* _THE PROBLEM_
Repeat all the data exactly, and where a record holds a picture, leave that picture out.

********************

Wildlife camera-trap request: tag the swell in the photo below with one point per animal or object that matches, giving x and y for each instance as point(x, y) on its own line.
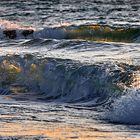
point(86, 32)
point(66, 80)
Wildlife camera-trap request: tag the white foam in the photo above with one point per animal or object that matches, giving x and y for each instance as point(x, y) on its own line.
point(126, 109)
point(55, 33)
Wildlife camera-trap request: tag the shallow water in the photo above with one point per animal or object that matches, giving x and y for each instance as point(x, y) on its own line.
point(79, 58)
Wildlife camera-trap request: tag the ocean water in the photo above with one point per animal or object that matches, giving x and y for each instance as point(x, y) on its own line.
point(82, 57)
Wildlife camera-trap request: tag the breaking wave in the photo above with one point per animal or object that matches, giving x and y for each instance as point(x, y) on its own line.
point(65, 80)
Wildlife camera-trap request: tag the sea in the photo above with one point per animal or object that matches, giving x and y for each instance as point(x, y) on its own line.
point(77, 58)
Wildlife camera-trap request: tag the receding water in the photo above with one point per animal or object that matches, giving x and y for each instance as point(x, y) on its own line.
point(80, 57)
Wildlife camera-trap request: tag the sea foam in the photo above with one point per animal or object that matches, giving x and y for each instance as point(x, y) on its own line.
point(126, 109)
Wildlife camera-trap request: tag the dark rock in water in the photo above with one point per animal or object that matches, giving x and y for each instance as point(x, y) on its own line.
point(27, 32)
point(17, 88)
point(11, 34)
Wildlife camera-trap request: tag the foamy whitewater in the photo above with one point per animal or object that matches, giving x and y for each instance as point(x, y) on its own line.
point(82, 55)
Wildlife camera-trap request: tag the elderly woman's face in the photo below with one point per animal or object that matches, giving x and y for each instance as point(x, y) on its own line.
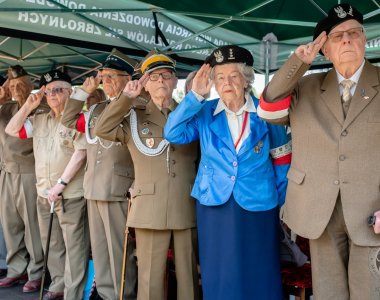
point(229, 82)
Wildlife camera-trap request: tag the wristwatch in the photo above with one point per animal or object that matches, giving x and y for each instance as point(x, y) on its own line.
point(61, 181)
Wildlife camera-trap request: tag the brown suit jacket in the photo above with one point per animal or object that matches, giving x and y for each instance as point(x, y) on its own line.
point(331, 154)
point(161, 192)
point(109, 170)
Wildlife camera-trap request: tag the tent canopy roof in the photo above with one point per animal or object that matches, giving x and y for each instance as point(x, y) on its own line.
point(77, 35)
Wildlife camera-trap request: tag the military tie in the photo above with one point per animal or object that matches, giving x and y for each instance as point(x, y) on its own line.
point(346, 96)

********************

* _ANSWER TO THE PROBLEM_
Wildlife camera-trap request: tag the swell in the photo below with one point per animal or object that matches, giving x and y for each instance as point(x, y) on its own line.
point(86, 32)
point(66, 80)
Wildlife camera-trap request: tag the white foam in the photo above with one point per animal or object that matches, giving x and y for each instance as point(x, y) on its own line.
point(126, 109)
point(55, 33)
Wildlife camera-trap request: tag the shallow water in the photo above with one point per animal or object that matches, giving x and y for each instance as point(x, y) on its own line.
point(79, 58)
Wildlife camera-trap request: tag the ocean water in the photo above with one point per animal or object that matches, giving x and y for each instance as point(x, y) on its own line.
point(82, 57)
Wildlife camera-trap request: tag the breaking wave in the photo above with one point per animal or object that matches, giving x and y for each instance as point(x, y) on its own line.
point(65, 80)
Wildlife camera-trap request: tag the sea in the photo above with one point per animal or object that matches, giving x and y for each instance as point(x, y) on its own line.
point(77, 58)
Wildlife camera-trap request: tag the receding water in the photo above with one point per animal or object that matches, giving x and y for each instance as point(x, y) on its own line.
point(80, 57)
Wildlife camera-trap request: tag the sea foam in the photo above with one point per animal or object that matches, giving x and y for each instance as point(x, y) on its own line.
point(126, 109)
Wildlife camera-trap request: tag the dark rock in water in the photo above with one point per animal or object that matches, giving x and y for each instance as point(x, y) on its own line.
point(27, 32)
point(17, 88)
point(11, 34)
Wildlife camera-trap request: tag the foamy whitewater in the photo above with one point per animal or object that matches, giving x and y for each instance as point(x, y) on its own line.
point(82, 55)
Wildlife camera-trap request: tag the elderly woman's face in the photo below with one point per animal or object that matches, giving x and y for each instance as point(x, y) on its own line.
point(229, 82)
Wildlife camera-trap request: tag the wristwatch in the photo above with one point per animal or object that matches, giving x and y for each instance as point(x, y) on its own line.
point(61, 181)
Wildlife camera-trap request: tag the brown suit jacket in the photo above with one point per animal or object that matches, giving x and y for each instance as point(x, y) on its own line.
point(331, 154)
point(161, 192)
point(109, 170)
Wildlife camera-trap request: tag the tent canopy roof in the photo above with one point per animal or object that matches, giving x and y for each instance as point(x, y) on its own line.
point(77, 35)
Wildlife camera-trap request: tag the military tie in the photo above with one point per animal or object that matches, giving x and y for each instance as point(x, y) on its own line.
point(346, 96)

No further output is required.